# Task prompt:
What follows is a block of records; reproduce all of it verbatim.

====== Exercise materials

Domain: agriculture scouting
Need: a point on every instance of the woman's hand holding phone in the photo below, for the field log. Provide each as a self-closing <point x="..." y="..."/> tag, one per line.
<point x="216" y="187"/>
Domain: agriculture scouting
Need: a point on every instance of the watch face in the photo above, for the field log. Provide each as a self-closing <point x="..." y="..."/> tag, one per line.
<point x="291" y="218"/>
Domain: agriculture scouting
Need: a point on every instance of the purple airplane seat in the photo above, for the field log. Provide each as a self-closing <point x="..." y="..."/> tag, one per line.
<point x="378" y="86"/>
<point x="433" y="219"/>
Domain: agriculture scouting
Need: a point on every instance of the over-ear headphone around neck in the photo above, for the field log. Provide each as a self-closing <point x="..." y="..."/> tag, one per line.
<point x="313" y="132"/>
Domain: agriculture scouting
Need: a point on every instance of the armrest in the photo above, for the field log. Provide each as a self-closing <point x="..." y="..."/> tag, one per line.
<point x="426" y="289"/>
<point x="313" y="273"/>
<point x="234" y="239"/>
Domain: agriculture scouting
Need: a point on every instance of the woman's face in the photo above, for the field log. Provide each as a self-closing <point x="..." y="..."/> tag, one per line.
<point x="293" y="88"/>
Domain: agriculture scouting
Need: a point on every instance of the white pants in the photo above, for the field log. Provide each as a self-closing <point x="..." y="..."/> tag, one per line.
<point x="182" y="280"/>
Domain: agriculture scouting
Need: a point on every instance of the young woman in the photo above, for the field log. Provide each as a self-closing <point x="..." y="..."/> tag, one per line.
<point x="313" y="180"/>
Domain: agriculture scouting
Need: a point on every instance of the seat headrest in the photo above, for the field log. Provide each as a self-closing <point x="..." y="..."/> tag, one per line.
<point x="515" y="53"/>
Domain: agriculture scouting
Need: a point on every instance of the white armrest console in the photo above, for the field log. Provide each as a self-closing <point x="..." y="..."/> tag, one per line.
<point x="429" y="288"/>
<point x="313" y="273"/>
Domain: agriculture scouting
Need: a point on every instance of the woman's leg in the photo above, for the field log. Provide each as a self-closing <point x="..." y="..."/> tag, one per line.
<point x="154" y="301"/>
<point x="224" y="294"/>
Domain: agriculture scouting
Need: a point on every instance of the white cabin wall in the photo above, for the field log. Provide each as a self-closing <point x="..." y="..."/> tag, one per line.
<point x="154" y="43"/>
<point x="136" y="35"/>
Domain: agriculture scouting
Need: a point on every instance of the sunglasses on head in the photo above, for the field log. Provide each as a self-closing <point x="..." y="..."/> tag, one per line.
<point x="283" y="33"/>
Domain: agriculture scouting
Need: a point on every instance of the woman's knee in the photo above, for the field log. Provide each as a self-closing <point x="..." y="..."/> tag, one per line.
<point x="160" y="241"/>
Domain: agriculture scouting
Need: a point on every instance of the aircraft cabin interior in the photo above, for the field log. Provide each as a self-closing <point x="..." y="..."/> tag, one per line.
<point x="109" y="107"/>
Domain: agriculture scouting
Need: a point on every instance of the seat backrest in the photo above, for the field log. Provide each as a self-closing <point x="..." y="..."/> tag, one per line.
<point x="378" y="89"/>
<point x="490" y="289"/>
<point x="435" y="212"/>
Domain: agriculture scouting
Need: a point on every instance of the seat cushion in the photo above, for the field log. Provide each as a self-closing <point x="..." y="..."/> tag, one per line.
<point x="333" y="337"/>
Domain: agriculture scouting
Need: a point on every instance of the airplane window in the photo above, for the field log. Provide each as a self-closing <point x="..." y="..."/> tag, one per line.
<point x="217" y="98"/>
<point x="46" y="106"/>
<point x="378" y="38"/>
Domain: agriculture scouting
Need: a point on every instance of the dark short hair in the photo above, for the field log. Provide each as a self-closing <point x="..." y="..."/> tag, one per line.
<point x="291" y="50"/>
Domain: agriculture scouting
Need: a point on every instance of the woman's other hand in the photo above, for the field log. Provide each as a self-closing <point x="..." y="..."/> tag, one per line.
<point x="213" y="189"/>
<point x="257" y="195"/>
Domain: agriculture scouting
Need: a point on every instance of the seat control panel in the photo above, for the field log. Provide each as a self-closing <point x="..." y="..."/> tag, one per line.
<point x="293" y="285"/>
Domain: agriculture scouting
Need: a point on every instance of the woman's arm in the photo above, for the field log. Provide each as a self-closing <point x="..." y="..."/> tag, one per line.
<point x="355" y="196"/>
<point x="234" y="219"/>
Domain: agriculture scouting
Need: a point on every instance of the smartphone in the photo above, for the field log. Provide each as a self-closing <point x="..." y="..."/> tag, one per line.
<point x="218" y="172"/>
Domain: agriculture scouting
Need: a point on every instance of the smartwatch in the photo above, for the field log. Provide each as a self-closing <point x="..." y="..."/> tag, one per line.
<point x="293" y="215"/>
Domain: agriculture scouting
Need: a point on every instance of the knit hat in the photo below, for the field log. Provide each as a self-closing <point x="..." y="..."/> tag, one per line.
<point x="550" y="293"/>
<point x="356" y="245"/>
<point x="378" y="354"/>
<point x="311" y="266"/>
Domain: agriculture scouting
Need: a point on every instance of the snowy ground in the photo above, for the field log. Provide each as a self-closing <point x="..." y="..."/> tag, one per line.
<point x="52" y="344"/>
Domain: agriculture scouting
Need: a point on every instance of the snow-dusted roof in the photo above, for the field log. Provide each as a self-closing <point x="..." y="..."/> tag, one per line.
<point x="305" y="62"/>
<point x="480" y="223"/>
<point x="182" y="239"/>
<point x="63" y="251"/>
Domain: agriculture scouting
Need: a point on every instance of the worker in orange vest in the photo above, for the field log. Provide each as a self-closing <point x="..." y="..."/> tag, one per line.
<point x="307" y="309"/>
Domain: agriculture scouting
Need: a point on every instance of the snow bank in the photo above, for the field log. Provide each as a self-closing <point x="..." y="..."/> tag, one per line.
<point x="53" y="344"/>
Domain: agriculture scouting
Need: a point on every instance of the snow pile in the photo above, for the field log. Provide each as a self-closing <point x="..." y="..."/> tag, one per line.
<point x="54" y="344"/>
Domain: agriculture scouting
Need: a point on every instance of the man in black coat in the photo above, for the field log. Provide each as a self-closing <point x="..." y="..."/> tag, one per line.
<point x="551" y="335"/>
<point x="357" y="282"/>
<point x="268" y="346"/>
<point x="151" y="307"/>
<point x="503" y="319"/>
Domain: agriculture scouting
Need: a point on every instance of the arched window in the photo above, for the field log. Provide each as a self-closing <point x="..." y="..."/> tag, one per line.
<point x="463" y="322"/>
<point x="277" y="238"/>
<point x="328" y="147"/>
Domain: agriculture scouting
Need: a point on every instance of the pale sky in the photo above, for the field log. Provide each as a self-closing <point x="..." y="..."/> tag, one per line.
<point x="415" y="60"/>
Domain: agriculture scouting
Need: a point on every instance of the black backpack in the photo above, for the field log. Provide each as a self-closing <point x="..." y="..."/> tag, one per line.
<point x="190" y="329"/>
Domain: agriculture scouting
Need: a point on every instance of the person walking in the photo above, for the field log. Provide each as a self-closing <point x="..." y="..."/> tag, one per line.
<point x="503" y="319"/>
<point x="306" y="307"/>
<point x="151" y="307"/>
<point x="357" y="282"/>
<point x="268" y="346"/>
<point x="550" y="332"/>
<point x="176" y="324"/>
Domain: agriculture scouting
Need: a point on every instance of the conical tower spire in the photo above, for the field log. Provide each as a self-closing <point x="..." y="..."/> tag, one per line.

============

# Result for this exercise:
Domain: agriculture scouting
Need: a point on every instance of the woman's hand holding phone in the photo below, for the field log. Provide each as a self-closing <point x="..." y="..."/> tag, one per line.
<point x="216" y="187"/>
Domain: agriculture scouting
Need: a point on every instance of the watch face in the photo above, for the field log. Provide each as a self-closing <point x="..." y="..."/> tag, one per line.
<point x="291" y="218"/>
Domain: agriculture scouting
Need: a point on every instance of the purple airplane seat in the photo above, for the field log. Provide each as a self-closing <point x="..." y="..."/> tag, one per line.
<point x="378" y="86"/>
<point x="433" y="219"/>
Domain: agriculture scouting
Need: a point on every instance of the over-ear headphone around neck in the photo above, for the field log. Provide each as a self-closing <point x="..." y="..."/> tag, one per line.
<point x="313" y="132"/>
Domain: agriculture scouting
Need: a point on every instance of the armrest in the photo above, for the field log. Provide each as a self-closing <point x="..." y="..."/> tag, one per line.
<point x="426" y="289"/>
<point x="313" y="273"/>
<point x="234" y="239"/>
Domain: agriculture scouting
Need: a point on every instance of the woman's face in the photo above, for the field log. Provide each as a self-closing <point x="..." y="..."/> tag, one per line.
<point x="293" y="88"/>
Domain: agriculture scouting
Need: a point on every instance of the white pants in the photo above, for the field log. Provide each as a self-closing <point x="..." y="..."/> tag, one per line.
<point x="182" y="280"/>
Domain: agriculture scouting
Need: a point on every instance of the young woman in the photo above, for the field log. Provide each as a self-closing <point x="..." y="..."/> tag, one per line.
<point x="313" y="180"/>
Domain: agriculture scouting
Need: a point on every instance of the seat headrest in the photo above, for the field log. Provide each as a self-closing <point x="..." y="..."/> tag, one per line.
<point x="515" y="53"/>
Domain: agriculture scouting
Need: a point on every instance of the white armrest console in the photo above, for the field log. Provide each as a self-closing <point x="..." y="..."/> tag, one per line.
<point x="429" y="288"/>
<point x="313" y="273"/>
Domain: agriculture scouting
Need: a point on every instance of the woman's leg in the photo above, for the field log. Provide each as a self-closing <point x="..." y="..."/> tag, one per line.
<point x="154" y="301"/>
<point x="224" y="294"/>
Domain: agriculture scouting
Need: a point on every instance of the white cabin wall in the photo above, for the field log. Provide each as a self-closing <point x="..." y="..."/> tag, one per line.
<point x="154" y="43"/>
<point x="136" y="35"/>
Domain: agriculture scouting
Need: a point on every instance of the sunglasses on head in the photo above, for the field log. Provide each as a self-closing <point x="..." y="..."/> tag, one per line.
<point x="283" y="33"/>
Domain: agriculture scouting
Need: a point on every instance of the woman's knee in the photo above, for the field log. Provide each as a self-closing <point x="..." y="..."/> tag, one per line.
<point x="160" y="241"/>
Domain: agriculture scouting
Need: a point on every instance of the aircraft cabin interior in the photo above, for the field log. Provide each as a self-closing <point x="..." y="..."/> tag, one per line.
<point x="109" y="107"/>
Domain: agriculture scouting
Need: a point on every instance of the seat backrest in the photo above, for the field log. Provide each as a self-closing <point x="..." y="..."/> tag, one per line.
<point x="378" y="89"/>
<point x="490" y="289"/>
<point x="435" y="212"/>
Domain: agriculture scouting
Need: a point on every instance of the seat cushion in the photo above, for the field log. Provide each as a self-closing <point x="..." y="..."/> tag, one per line.
<point x="333" y="337"/>
Domain: agriculture scouting
Need: a point on every instance of the airplane window in the photo above, for the field log. Provide each as a self-closing <point x="..." y="..."/> tag, one per line.
<point x="217" y="98"/>
<point x="46" y="106"/>
<point x="378" y="38"/>
Domain: agriculture scouting
Need: a point on every instance of the dark short hair in the photo above, for the field log. Provide each as a self-closing <point x="..." y="..."/> tag, one per line.
<point x="291" y="50"/>
Domain: agriculture scouting
Need: a point on every instance of the woman's other hand in the photo above, for the field log. Provide each as a self-closing <point x="..." y="..."/> tag, one per line.
<point x="213" y="189"/>
<point x="257" y="195"/>
Domain: agriculture scouting
Need: a point on every instance of the seat control panel in the photo above, for the field log. Provide each as a self-closing <point x="..." y="..."/> tag, one per line.
<point x="293" y="285"/>
Domain: agriculture scouting
Need: a point on every instance of the woman's arm in the photo above, for the field log. Provide each as a self-closing <point x="..." y="..."/> tag, one per line.
<point x="355" y="196"/>
<point x="234" y="219"/>
Domain: agriculture scouting
Need: a point on every instance of the smartphone in the photo above, for the field log. Provide each as a self-closing <point x="..." y="..."/> tag, one per line.
<point x="218" y="172"/>
Domain: agriculture scouting
Need: a point on every instance of the smartwatch in the photo above, for the field log. Provide each as a self-closing <point x="..." y="..."/> tag, one per line.
<point x="293" y="215"/>
Domain: agriculture scouting
Need: a point on every instance of the knit hat in the photo below, for the field log. Provide each as a self-closing <point x="..." y="..."/> tag, one per line.
<point x="550" y="293"/>
<point x="356" y="245"/>
<point x="378" y="354"/>
<point x="311" y="266"/>
Domain: agriculture scouting
Need: a point on every instance of the snowy ground in the photo above, for the field log. Provide each as a self-closing <point x="..." y="..."/> tag, one per line.
<point x="52" y="344"/>
Domain: agriculture scouting
Need: a point on every instance of the snow-dusted roof in the photo above, for the field log. Provide each as a self-closing <point x="..." y="..."/> tag, one per line.
<point x="305" y="62"/>
<point x="480" y="223"/>
<point x="182" y="239"/>
<point x="63" y="251"/>
Domain: agriculture scouting
Need: a point on every instance of the worker in orange vest in the photo above, for the field log. Provide each as a self-closing <point x="..." y="..."/> tag, one per line.
<point x="307" y="309"/>
Domain: agriculture scouting
Need: a point on every instance of the snow bank in the photo above, for the field log. Provide each as a self-closing <point x="..." y="..."/> tag, one per line.
<point x="53" y="344"/>
Domain: agriculture scouting
Need: a point on every instance of the snow pile in the photo above, for the field log. Provide each as a self-closing <point x="..." y="..."/> tag, one per line.
<point x="54" y="344"/>
Domain: agriculture scouting
Need: a point on every instance of the man in black coat in the photo above, for the field log. Provide each as a self-closing <point x="..." y="..."/> tag, one per line.
<point x="551" y="335"/>
<point x="357" y="282"/>
<point x="268" y="346"/>
<point x="151" y="307"/>
<point x="503" y="319"/>
Domain: agriculture scouting
Need: a point on every instance of the arched window in the photo above, for the field log. Provide each as a self-closing <point x="..." y="..."/> tag, one per line.
<point x="463" y="322"/>
<point x="277" y="238"/>
<point x="328" y="147"/>
Domain: agriculture scouting
Need: a point on every instance of the pale sky in the photo above, for the field log. Provide each as a self-closing <point x="..." y="..."/> tag, one per line.
<point x="415" y="60"/>
Domain: agriculture scouting
Need: a point on every instance of the black backpack in the photo above, for the field log. Provide each as a self-closing <point x="..." y="..."/> tag, one per line.
<point x="190" y="329"/>
Domain: agriculture scouting
Need: a point on every instance of the person walking in the photo above, for the field log. Provide each as a self-closing <point x="..." y="..."/> tag, one per line.
<point x="503" y="319"/>
<point x="306" y="307"/>
<point x="151" y="307"/>
<point x="357" y="282"/>
<point x="268" y="346"/>
<point x="550" y="332"/>
<point x="176" y="324"/>
Domain: agriculture scouting
Need: a point on every instance of the conical tower spire in the photo above, for the field log. Provide each as a self-closing <point x="..." y="..."/> tag, one per line.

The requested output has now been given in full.